Source passage =>
Another part of my spreadsheet presently ranks out the best Februaries. None of them are impressive and it shouldn’t be hard to post a new superlative. I’ll start on that after a rest day or two.

The 2023 Zwift route tracker: 53 routes down, 67 to go.

Let’s clear out a few tabs. This is the feature where I link to things I’ve been keeping in a browser somewhere. Rather than have this stuff disappear forever, I can reference them here. (Blogging! I know! So wild!) Some of these are absolutely worth the effort. The last several weeks I’ve shared a bunch of pages that I’ve held open for a long time. This one here, however, is just from last fall.

Bryan Collins’ 101 design rules:

Musings, ramblings, and principles that I’ve shared with my team and randomly on Twitter. Reminding yourself of the principles that ground you is simply a good practice. Here are mine.

1. Design is hope made visible.

2. You can live your life as the result of history and what came before, or you can live your life as the cause of what’s to come. You choose.

3. When talent doesn’t hustle, hustle beats talent. But when talent hustles, watch out.

4. When you work only for money, without any love for what you do in and of itself, your work will lack energy. People will feel that. So give every project everything you’ve got, at every moment, every time.

5. A good philosopher will say: “Know thyself.” A good shopkeeper will say: “Know thy customer.” A good designer will say: “Know both.”

This might be one of the last things I opened on Twitter. And it is worth seeing. There are 96 more chestnuts for you there, should you follow the link above.

This one, meantime, has been sitting on the phone for quite some time. In hatboxes, pouches and bags lie the items that define us:

In Carson McCullers’s novel The Heart Is a Lonely Hunter (1940), Mick, a teenage girl, owns an old hatbox that she keeps hidden under the bed. The box contains personal valuables, ‘three mystery books her Dad had given her, a compact, a box of watch parts, a rhinestone necklace, a hammer, and some notebooks. One notebook was marked on the top with red crayon – PRIVATE. KEEP OUT. PRIVATE – and tied with a string.’ This strange assortment of things is of little material value, but of immense sentimental importance. The hatbox is her own small space, where she keeps the things that make her who she is.

Many people own such a shoebox, a drawer or some kind of chest in which they keep the things that are of strangely intimate value. The idea of these small spaces that contain things of high personal value is an overlooked part of Western culture.

Honestly, this is a good starting place, but there’s no reveal or resolution here. I was so hoping for one, something that might help to explain “Why do I have several of these?”

Know what I have several of? Tabs! These came from my phone, where I am now down to 39 tabs.

We return to the Re-Listening project, and while we are still somewhere in the late 1990s as I play all of my CDs, in order, this one is from 1995. It is also a cassette-to-disc upgrade, so I am glossing over this.

Supplied entries =>
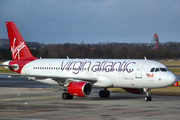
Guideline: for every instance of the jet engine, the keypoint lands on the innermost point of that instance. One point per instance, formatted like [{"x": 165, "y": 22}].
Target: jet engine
[
  {"x": 79, "y": 89},
  {"x": 135, "y": 90}
]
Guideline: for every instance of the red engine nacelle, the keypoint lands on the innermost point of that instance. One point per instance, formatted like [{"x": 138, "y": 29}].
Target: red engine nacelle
[
  {"x": 79, "y": 89},
  {"x": 135, "y": 90}
]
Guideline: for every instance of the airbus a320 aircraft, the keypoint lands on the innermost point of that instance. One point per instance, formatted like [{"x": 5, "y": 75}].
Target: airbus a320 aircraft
[{"x": 78, "y": 77}]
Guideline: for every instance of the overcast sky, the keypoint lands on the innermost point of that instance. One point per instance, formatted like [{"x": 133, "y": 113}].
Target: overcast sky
[{"x": 94, "y": 21}]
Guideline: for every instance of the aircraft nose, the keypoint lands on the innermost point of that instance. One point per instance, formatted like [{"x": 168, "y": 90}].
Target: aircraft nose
[{"x": 171, "y": 79}]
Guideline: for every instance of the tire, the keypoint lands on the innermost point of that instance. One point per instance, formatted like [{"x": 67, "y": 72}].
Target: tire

Given task =>
Summarize the blog post above in three sentences.

Answer to the problem =>
The writer's spreadsheet ranks the best Februaries, none of them impressive, and the 2023 Zwift route tracker stands at 53 routes done with 67 to go. Clearing out saved browser tabs, the writer shares Bryan Collins' 101 design rules, quoting the first five, such as "Design is hope made visible." A phone tab about boxes that hold items of personal value, which opens with Mick's hatbox in The Heart Is a Lonely Hunter, strikes the writer as a good start with no resolution, and the Re-Listening project returns with a 1995 CD that is only glossed over because it is a cassette-to-disc upgrade.